## TRAVAIL DEMANDÉ:
**A.** Remplacez « ce jour-là » par « en cette occasion » dans l'extrait, puis recopiez-le depuis « Arrêtons-nous ici un » jusqu'à « robe qu’il portait. » inclus.
**B.** Répondez à ces questions d'après l'extrait :
(i) Comment Salviati protège-t-il Savonarole contre la foule ?
(ii) À quel endroit et à quel moment le trouble commencera-t-il ?
(iii) Que tient Savonarole en main pendant qu'il fait le tour du cloître ?
**C.** Condensez le paragraphe de l'extrait qui commence par « Ce qu'il lui faut à ce peuple » en conservant ses faits essentiels.

Le peuple impatient commençait à murmurer ; des groupes se rompirent, et vinrent heurter le banc de la seigneurie : gestes, paroles, figure, tout exprimait la menace. Alors Salviati, tirant son épée et traçant un cercle autour de Savonarole, jura de tuer quiconque oserait toucher au moine ; la foule s’arrêta en grondant. Heureusement Dieu fit son miracle : par un temps clair et serein, un orage épouvantable, accompagné d’éclairs et de tonnerre, éclata sur Florence, et la flamme du bûcher s’éteignit sous une pluie abondante.

Le ciel n’avait pas voulu que l’homme lui fît violence.

Arrêtons-nous ici un moment pour saluer Rondinelli. L’historien, qui ne doit faire acception pas plus de couleur que de personne, avoue que frère André, ce jour-là, fut digne de la robe qu’il portait.

Désormais la cause de Savonarole était perdue ; il ne pouvait plus compter sur les sympathies du peuple florentin, qui, au lieu de ces prodiges qu’on lui promettait depuis si longtemps, n’avait été témoin que d’une misérable comédie dont quelques gouttes de pluie avaient mis en fuite les acteurs. Il faut avouer que la déception était grande,

Ce qu’il lui faut à ce peuple, c’est un drame, et il l’aura le lendemain dimanche, où tous les moines sont au cloître à prier. Le trouble commencera à la cathédrale, après vêpres. Aux armes ! crie le peuple, à Saint-Marc ! Les magistrats, émus de pitié, et se rappelant tout ce que Florence devait à Savonarole, voulurent l’arracher à la fureur populaire en le forçant de quitter le couvent ; mais la foule entourait le monastère, demandant qu’on lui livrât le prieur mort ou vivant. Pendant que la voix du peuple grondait ainsi, Savonarole, impassible, les saintes reliques en main, faisait processionnellement le tour de l’intérieur du cloître, et venait ensuite s’agenouiller au pied des autels. En ce moment la cloche de Saint-Marc sonna pour appeler du secours ; cet appel fut entendu.

## DONNÉES SOURCES:
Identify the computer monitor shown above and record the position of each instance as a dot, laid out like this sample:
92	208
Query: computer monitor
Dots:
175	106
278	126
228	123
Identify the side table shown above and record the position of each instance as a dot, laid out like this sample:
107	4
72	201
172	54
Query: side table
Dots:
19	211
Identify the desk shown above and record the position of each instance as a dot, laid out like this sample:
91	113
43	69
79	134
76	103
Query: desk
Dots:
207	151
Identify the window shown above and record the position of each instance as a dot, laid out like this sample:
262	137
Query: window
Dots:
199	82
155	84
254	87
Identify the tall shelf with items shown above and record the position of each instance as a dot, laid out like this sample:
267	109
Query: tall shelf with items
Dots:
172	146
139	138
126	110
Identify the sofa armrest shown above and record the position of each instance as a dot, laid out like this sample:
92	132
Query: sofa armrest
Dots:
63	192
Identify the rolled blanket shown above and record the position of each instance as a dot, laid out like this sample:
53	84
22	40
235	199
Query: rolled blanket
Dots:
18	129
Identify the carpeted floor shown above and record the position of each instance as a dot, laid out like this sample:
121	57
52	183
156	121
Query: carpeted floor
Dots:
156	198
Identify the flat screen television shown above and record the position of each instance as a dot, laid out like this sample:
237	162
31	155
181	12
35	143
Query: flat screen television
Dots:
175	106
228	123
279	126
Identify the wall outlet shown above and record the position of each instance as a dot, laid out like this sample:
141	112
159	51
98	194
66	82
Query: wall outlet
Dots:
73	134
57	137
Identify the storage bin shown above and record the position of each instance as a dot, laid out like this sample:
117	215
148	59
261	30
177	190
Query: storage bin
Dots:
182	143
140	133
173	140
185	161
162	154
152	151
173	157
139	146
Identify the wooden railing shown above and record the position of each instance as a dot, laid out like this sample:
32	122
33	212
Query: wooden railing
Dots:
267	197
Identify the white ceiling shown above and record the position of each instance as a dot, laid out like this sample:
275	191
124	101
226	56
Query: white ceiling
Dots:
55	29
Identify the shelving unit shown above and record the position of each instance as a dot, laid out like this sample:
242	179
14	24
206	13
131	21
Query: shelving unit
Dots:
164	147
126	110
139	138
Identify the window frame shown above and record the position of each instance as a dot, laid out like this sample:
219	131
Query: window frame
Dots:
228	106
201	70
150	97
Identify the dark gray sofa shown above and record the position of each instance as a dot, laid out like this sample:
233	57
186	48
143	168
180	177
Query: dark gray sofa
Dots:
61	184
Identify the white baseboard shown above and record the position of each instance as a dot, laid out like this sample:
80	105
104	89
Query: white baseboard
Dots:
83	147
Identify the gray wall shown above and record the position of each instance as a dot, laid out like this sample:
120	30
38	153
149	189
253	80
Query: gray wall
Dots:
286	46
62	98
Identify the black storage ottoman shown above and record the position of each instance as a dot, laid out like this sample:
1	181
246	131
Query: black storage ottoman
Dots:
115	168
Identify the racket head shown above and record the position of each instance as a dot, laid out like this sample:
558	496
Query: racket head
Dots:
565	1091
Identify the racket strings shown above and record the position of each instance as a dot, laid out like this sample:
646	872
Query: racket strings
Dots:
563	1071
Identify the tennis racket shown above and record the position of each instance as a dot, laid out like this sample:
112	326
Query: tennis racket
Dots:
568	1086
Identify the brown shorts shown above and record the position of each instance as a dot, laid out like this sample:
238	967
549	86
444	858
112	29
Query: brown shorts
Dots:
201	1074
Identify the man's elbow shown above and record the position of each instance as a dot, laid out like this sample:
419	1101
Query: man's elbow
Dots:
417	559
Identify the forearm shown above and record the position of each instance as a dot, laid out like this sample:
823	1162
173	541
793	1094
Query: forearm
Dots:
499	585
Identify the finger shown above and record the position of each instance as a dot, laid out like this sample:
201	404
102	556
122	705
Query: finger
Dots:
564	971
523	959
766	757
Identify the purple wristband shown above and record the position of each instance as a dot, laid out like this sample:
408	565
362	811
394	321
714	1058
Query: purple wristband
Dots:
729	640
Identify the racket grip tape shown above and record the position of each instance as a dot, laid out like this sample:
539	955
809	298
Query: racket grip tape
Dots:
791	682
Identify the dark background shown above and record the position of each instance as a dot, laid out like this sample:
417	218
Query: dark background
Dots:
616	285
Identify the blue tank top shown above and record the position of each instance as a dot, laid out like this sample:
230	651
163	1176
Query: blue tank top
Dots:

## RÉSULTATS OBTENUS:
**A.**
Arrêtons-nous ici un moment pour saluer Rondinelli. L’historien, qui ne doit faire acception pas plus de couleur que de personne, avoue que frère André, en cette occasion, fut digne de la robe qu’il portait.

**B.**
(i) Il tire son épée, trace un cercle autour de Savonarole et jure de tuer quiconque oserait toucher au moine.
(ii) À la cathédrale, après vêpres.
(iii) Les saintes reliques.

**C.** Le peuple veut un drame, et il l'aura le lendemain, un dimanche, pendant que les moines prient au cloître. Le trouble commencera à la cathédrale après vêpres, au cri de « Aux armes ! à Saint-Marc ! ». Émus de pitié et se rappelant ce que Florence lui doit, les magistrats veulent soustraire Savonarole à la fureur populaire en le forçant à quitter le couvent. Mais la foule entoure le monastère et réclame le prieur mort ou vivant. Impassible, Savonarole fait processionnellement le tour du cloître avec les saintes reliques, puis s'agenouille au pied des autels. La cloche de Saint-Marc sonne alors pour appeler du secours, et cet appel est entendu.